• [WHAT YOU WILL DO]: Across the listing below, count the lines holding "just". State the number and nothing more.
┌──
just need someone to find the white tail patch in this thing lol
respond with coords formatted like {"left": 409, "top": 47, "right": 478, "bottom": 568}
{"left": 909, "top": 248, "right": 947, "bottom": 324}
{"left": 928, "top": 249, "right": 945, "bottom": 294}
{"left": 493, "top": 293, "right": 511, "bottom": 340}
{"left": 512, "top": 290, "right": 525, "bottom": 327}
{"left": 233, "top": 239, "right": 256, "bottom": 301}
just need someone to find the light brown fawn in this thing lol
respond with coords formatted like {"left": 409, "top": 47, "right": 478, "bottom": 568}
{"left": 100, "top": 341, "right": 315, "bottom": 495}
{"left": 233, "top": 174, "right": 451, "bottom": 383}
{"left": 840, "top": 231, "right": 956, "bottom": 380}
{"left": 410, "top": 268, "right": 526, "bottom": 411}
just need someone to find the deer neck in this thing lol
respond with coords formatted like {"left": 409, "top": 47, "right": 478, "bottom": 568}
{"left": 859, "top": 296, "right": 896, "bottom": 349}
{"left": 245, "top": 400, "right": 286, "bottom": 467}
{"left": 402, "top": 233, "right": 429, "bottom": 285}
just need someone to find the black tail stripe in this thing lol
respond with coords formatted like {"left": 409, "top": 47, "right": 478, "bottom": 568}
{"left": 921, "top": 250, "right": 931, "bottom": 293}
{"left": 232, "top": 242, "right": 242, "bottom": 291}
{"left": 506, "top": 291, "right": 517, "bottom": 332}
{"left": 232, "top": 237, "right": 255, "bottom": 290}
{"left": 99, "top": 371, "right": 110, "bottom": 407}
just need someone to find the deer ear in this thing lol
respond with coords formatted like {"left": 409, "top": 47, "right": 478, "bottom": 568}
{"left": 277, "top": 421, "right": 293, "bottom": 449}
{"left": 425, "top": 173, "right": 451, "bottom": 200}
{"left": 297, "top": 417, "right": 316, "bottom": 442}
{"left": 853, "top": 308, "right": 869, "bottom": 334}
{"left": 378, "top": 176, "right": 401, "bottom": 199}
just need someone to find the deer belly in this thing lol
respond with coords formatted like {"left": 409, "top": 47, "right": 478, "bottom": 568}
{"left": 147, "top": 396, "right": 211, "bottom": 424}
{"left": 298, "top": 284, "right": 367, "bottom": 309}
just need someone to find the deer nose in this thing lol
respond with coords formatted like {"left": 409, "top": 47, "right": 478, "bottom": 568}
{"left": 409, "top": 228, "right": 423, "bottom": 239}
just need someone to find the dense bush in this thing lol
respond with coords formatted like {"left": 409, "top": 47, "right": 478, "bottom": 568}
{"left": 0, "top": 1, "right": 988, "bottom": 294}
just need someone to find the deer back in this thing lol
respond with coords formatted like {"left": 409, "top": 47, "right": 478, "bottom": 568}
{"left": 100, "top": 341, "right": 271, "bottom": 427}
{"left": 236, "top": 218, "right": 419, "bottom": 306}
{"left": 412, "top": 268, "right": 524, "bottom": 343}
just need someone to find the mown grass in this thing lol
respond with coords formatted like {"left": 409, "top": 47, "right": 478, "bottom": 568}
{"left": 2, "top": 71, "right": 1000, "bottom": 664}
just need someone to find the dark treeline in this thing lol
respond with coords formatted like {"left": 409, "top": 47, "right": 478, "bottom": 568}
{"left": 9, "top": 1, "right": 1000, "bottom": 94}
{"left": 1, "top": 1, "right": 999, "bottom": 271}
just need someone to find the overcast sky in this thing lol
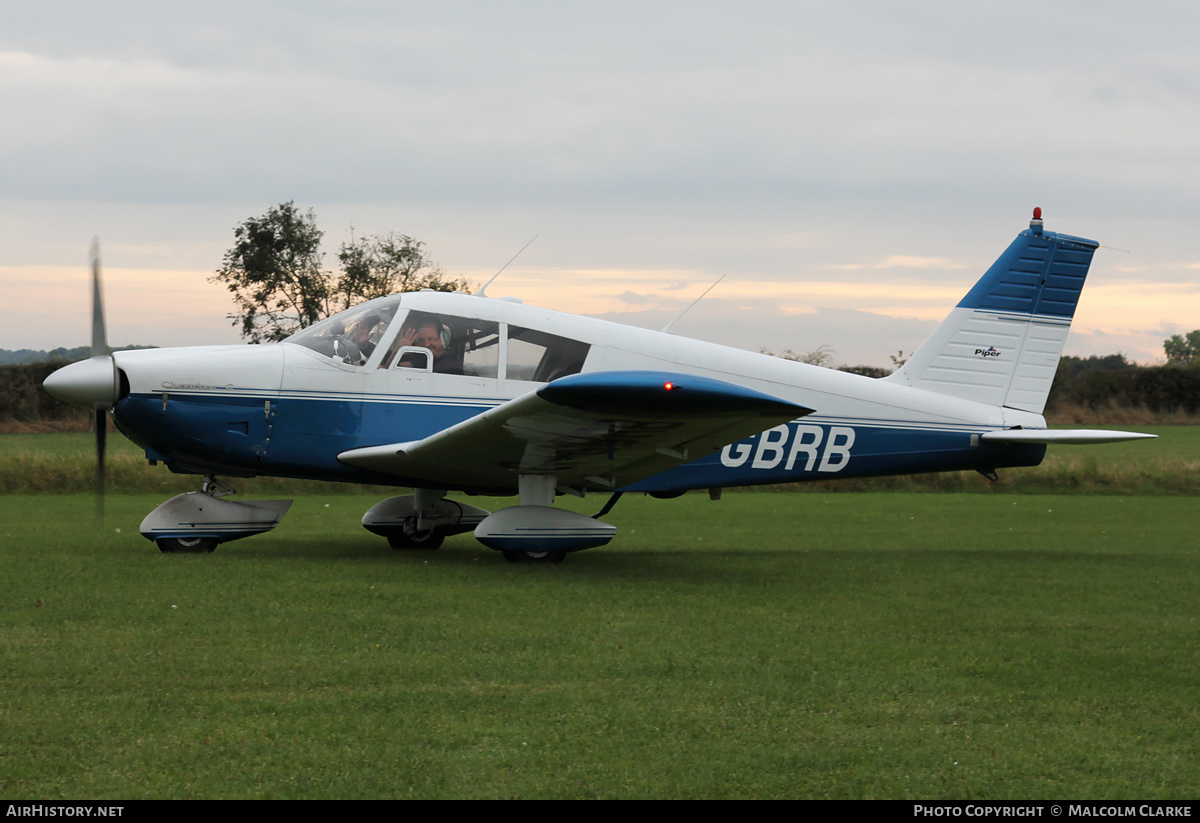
└──
• [ANSWER TO THIS EXERCISE]: 12